**Your assignment**
Going through the entries below, find how many lines hold "hand", then give that number alone.

**Data extracted from a collection**
- Opening Delimiter -

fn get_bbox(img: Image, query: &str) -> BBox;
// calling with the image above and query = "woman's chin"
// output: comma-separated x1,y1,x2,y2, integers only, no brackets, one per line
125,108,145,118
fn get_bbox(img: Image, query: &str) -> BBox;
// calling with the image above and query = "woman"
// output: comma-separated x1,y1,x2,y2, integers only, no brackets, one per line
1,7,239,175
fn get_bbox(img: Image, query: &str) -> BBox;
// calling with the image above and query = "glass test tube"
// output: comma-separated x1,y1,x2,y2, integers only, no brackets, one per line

- Closing Delimiter -
- Opening Delimiter -

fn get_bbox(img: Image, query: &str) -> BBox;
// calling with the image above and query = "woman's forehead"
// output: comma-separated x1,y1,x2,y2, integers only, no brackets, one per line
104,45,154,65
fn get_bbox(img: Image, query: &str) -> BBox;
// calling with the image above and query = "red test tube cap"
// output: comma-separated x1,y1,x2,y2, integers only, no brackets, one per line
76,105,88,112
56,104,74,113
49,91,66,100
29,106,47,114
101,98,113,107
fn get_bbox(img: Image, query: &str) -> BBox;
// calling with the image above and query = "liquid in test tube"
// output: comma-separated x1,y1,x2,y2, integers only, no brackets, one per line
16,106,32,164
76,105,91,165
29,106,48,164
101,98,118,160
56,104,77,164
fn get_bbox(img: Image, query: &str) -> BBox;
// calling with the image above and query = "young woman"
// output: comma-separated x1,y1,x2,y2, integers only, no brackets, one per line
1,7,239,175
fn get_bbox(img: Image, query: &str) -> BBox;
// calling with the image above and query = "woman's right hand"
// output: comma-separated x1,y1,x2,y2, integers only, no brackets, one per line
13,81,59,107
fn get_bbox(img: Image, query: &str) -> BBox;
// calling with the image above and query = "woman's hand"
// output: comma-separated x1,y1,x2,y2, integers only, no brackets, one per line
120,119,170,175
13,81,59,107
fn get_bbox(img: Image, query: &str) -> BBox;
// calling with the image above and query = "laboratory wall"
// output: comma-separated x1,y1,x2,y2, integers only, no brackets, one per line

- Closing Delimiter -
- Opening Delimiter -

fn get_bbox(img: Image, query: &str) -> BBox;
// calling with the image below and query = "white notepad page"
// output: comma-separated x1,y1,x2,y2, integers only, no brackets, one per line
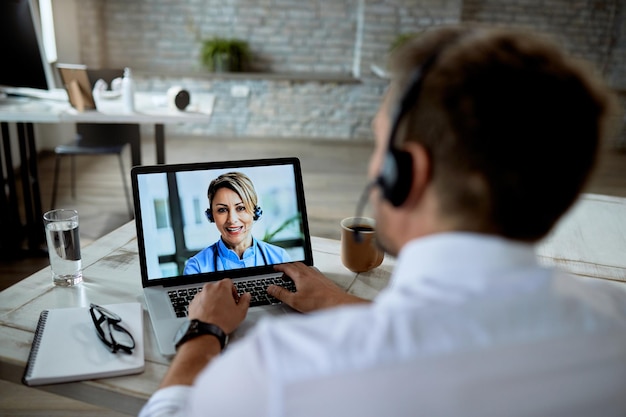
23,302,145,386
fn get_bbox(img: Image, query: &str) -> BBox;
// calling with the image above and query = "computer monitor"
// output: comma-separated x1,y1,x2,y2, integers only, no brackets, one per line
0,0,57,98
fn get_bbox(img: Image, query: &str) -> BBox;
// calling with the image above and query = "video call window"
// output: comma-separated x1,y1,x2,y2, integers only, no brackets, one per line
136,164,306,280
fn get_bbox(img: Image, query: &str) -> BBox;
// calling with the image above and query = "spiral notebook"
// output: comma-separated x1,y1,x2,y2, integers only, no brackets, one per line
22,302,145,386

- Closing Delimiter -

**Exercise result**
2